▶ _BRANO ESTRATTO_:
▽

Elton Kalica: Questa ansia che ti prende, questa voglia di strafare, non è una cosa che riguarda tutti. Io ho visto che chi non ha niente non ha questa voglia di strafare, anzi, è preoccupato, non sa dove andare, la libertà lo spaventa in qualche modo. Chi invece ha qualcosa non prova le stesse paure di chi non ha niente, gli viene quasi istintiva questa voglia di recuperare il tempo perduto. Ho visto di recente che è arrivato un ordine di scarcerazione a uno che era dentro da dieci anni, lui non sapeva nemmeno di essere arrivato a fine pena e non voleva uscire. Io non credo che lui avesse voglia di strafare, di recuperare: la sua preoccupazione era dove andare, cosa fare, dove sbattere la testa.

Ornella Favero: Non è proprio un fatto di volere strafare, strafare non è proprio il verbo esatto. Ho visto persone molto diverse, con storie e pene completamente diverse, però quello che ti prende tante volte è un po’ lo stesso, cioè cominci a fare un bilancio e dici: “Io ho quarant’anni, le persone come me che hanno quest’età, cosa hanno di solito?”. Hanno figli, un lavoro, la casa, e allora bisogna che anche tu cominci ad avere qualcosa e ti prende l’ansia di mettere le cose a posto, che a volte, secondo me, diventa assurda, nel senso che le persone fuori non è che vivano tutte felici e contente, abbiano una vita tranquilla, sistemata, relazioni che funzionano, anzi, il mondo cosiddetto “normale” è sempre più pieno di gente che si separa.

△

▶ _DATI FORNITI_:

▽

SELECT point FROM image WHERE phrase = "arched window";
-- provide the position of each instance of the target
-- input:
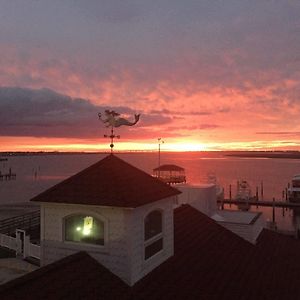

△

▶ _CONSEGNA_:
Secondo il brano estratto, da quanti anni era in carcere l'uomo a cui, come racconta Elton Kalica, è arrivato un ordine di scarcerazione?

▶ _SOLUZIONE SCRITTA_:
Da dieci anni.